*** Opening of READING TEXT ***

SUNFISH Parts 1 and 2: 4-year efficacy and safety data of risdiplam in Types 2 and 3 SMA


Clinical Trials

Poster Number: 158


Maryam Oskoui, MD, MSc, FRCPC, FAAN, McGill University, John Day, MD, PhD, Stanford University, Nicolas Deconinck, MD, Universitair Ziekenhuis Gent, Elena Mazzone, DPT, MSc, Catholic University and Nemo Pediatrico, Fondazione Policlinico Gemelli IRCCS, Rome, Italy, Andres Nascimento, MD, PhD, Hospital Sant Joan de Déu, Fundacion Sant Joan de Déu, CIBERER – ISC III, Kayoko Saito, MD, PhD, Institute of Medical Genetics, Tokyo Women’s Medical University, Carole Vuillerot, Department of Pediatric Physical Medicine and Rehabilitation, Hôpital Mère Enfant, CHU-Lyon, France, Giovanni Baranello, MD, Great Ormond Street Hospital for Children, Odile Boespflug-Tanguy, IMotion Institut de Myologie AP-HP, Hôpital Armand Trousseau, Paris, France, Nathalie Goemans, MD, PhD, University Hospitals Leuven, Janbernd Kirschner, PhD, University Medical Center Freiburg, Anna Kostera-Pruszczyk, MD, PhD, Department of Neurology, Medical University of Warsaw, Warsaw, Poland, Laurent Servais, MD, MDUK, Oxford, UK, Jessica Braid, Roche Products Ltd, Welwyn Garden City, UK, Marianne Gerber, MD, Pharma Development, Safety, F. Hoffmann-La Roche Ltd, Basel, Switzerland, Ksenija Gorni, MD PhD, Roche, Carmen Martin, PhD, Roche Products Ltd, Welwyn Garden City, UK, Wai Yin Yeung, PhD, Roche Products Ltd, Welwyn Garden City, UK, Renata S Scalco, MD PhD, Pharma Development Neurology, F. Hoffmann-La Roche Ltd, Basel, Switzerland, Eugenio Mercuri, MD, PhD, Department of Paediatric Neurology and Nemo Clinical Centre, Catholic University

Spinal muscular atrophy (SMA) affects individuals with a broad age range and spectrum of disease severity. Risdiplam (EVRYSDI®) is a centrally and peripherally distributed, oral survival of motor neuron 2 (SMN2) pre‑mRNA splicing modifier that has been approved in over 90 countries worldwide.

*** Close of READING TEXT ***
*** Opening of DATA SHOWN ***

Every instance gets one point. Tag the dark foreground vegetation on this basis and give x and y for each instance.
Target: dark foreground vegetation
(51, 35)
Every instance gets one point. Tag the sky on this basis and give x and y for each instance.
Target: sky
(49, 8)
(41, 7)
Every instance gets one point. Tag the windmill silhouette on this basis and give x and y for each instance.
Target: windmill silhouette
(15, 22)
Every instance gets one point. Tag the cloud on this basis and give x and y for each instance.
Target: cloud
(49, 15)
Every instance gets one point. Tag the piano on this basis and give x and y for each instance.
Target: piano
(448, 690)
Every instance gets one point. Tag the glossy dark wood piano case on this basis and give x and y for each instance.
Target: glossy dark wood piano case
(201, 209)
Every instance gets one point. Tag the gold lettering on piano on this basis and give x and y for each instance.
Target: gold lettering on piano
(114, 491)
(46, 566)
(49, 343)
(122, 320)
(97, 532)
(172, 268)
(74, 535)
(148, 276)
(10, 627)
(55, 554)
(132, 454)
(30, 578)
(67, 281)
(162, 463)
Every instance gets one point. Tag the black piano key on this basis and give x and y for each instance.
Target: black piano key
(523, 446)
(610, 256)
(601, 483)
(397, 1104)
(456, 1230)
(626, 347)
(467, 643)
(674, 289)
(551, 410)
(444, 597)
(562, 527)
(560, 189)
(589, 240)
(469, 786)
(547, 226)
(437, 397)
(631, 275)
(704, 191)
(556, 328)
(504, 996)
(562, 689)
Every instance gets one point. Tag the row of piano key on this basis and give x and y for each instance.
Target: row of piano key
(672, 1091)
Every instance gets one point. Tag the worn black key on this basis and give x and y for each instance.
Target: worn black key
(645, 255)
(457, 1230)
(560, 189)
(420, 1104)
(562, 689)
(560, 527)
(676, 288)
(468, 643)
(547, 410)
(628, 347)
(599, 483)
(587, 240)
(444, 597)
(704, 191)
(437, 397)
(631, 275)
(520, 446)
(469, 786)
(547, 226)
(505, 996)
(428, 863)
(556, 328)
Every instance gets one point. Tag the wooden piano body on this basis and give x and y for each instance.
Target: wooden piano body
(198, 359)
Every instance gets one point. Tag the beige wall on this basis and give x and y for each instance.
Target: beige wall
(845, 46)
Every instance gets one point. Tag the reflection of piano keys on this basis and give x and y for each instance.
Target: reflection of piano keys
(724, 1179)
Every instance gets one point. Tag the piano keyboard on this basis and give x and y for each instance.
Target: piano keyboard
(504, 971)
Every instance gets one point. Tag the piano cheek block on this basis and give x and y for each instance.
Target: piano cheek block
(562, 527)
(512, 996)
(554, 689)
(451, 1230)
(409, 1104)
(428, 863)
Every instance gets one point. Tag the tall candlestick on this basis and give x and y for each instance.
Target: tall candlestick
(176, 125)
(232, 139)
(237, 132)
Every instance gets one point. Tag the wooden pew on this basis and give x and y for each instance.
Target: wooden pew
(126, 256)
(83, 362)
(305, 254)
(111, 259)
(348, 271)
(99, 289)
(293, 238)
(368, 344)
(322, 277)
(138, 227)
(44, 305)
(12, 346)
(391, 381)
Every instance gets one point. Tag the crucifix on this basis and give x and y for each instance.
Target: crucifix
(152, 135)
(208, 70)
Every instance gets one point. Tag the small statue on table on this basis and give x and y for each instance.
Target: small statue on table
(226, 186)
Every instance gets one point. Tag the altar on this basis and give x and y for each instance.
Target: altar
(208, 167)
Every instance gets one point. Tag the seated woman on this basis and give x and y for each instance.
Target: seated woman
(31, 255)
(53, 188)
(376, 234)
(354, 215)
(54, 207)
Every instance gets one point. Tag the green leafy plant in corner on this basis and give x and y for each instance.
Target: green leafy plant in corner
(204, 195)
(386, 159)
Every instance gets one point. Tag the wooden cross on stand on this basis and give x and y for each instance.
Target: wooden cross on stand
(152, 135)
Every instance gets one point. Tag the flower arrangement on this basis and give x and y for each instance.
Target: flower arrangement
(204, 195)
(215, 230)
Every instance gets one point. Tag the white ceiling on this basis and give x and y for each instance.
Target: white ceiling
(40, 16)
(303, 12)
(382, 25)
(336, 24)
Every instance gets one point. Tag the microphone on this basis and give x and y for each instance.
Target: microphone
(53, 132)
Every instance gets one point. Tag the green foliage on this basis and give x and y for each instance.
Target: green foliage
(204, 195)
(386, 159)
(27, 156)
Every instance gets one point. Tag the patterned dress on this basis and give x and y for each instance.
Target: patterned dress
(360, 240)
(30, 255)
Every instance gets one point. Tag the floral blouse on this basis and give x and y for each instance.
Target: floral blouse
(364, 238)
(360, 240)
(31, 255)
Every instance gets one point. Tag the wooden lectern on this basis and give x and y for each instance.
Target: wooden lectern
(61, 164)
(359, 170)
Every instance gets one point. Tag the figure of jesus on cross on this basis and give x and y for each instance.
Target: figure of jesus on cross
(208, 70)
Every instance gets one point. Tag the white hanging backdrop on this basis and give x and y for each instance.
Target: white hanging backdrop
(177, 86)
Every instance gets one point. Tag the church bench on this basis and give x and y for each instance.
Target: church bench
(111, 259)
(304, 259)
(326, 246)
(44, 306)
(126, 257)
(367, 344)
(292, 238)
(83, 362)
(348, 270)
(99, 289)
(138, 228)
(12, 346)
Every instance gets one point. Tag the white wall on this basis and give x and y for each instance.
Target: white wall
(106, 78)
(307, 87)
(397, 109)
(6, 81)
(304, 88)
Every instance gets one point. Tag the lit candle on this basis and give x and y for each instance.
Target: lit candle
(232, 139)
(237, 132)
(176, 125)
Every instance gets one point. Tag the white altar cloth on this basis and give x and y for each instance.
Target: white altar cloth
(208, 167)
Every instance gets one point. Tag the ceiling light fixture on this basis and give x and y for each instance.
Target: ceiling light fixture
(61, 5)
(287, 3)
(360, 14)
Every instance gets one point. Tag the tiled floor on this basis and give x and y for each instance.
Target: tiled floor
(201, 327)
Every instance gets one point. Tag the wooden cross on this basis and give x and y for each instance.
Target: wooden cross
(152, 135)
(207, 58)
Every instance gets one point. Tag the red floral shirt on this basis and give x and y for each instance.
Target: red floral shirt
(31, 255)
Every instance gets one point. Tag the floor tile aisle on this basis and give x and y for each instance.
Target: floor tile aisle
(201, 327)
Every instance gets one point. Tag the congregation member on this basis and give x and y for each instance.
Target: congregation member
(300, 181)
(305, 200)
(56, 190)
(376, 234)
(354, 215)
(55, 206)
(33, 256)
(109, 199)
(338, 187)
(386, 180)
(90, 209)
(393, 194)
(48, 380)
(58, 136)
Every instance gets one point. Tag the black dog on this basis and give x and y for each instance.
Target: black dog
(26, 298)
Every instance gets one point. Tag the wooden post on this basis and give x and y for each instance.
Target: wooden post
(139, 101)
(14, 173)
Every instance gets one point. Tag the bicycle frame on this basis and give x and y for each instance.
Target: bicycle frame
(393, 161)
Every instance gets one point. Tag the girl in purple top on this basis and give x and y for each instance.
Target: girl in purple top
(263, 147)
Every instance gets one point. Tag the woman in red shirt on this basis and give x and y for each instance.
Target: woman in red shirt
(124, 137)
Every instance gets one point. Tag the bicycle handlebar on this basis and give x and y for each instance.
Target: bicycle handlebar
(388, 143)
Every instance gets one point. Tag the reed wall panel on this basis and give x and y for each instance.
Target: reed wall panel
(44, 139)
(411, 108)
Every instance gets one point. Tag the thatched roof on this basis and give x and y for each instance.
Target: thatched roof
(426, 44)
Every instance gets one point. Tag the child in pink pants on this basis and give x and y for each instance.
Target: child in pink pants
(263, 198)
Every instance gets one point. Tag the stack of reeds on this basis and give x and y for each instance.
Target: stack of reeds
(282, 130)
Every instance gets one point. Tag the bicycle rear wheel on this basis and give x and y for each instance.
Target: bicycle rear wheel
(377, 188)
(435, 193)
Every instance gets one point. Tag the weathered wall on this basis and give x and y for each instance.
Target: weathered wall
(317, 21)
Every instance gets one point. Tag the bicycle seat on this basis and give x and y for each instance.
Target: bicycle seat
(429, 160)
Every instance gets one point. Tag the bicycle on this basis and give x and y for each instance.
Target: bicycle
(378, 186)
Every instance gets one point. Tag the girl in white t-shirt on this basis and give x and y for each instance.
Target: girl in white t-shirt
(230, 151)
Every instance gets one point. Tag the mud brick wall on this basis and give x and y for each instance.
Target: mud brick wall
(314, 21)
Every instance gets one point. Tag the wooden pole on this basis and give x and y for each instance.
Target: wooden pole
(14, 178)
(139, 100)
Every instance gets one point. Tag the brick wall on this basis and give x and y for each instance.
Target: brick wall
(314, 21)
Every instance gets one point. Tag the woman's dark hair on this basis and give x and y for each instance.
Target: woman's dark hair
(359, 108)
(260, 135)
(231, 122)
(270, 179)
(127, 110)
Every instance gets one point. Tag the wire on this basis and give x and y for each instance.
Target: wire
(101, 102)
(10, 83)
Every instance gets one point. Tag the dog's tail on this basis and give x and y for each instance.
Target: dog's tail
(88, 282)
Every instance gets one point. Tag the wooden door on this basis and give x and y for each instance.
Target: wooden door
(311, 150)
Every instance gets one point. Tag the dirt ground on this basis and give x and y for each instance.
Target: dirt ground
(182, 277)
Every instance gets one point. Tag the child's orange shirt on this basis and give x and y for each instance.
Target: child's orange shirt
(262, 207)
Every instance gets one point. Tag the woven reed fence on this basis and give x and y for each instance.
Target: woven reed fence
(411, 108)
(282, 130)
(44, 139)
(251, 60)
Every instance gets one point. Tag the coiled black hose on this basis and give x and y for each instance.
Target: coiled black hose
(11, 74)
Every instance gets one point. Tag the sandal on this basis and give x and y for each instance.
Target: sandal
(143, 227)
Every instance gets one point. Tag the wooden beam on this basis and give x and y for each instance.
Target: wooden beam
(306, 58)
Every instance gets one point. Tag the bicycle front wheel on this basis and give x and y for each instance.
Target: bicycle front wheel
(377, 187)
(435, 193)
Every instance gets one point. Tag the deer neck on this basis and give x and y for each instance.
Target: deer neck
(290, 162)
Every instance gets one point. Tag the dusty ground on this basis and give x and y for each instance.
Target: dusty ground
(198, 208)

*** Close of DATA SHOWN ***

WORK ORDER A: From the risdiplam poster text, print the passage between "Spinal muscular atrophy" and "90 countries worldwide.", inclusive.
WORK ORDER B: For each statement, say yes or no according to the risdiplam poster text, and quote the words that decide it: (i) Risdiplam has been approved in over 90 countries. (ii) Risdiplam is given by injection. (iii) The poster number is 185.
WORK ORDER C: Summarize the risdiplam poster text in three sentences.

YOUR RESPONSE A:
Spinal muscular atrophy (SMA) affects individuals with a broad age range and spectrum of disease severity. Risdiplam (EVRYSDI®) is a centrally and peripherally distributed, oral survival of motor neuron 2 (SMN2) pre‑mRNA splicing modifier that has been approved in over 90 countries worldwide.

YOUR RESPONSE B:
(i) Yes: "has been approved in over 90 countries worldwide."
(ii) No: "oral survival of motor neuron 2 (SMN2) pre‑mRNA splicing modifier"
(iii) No: "Poster Number: 158"

YOUR RESPONSE C: The poster covers 4-year efficacy and safety data of risdiplam in Types 2 and 3 SMA from SUNFISH Parts 1 and 2. Spinal muscular atrophy affects individuals with a broad age range and spectrum of disease severity. Risdiplam is a centrally and peripherally distributed, oral SMN2 pre-mRNA splicing modifier that has been approved in over 90 countries worldwide.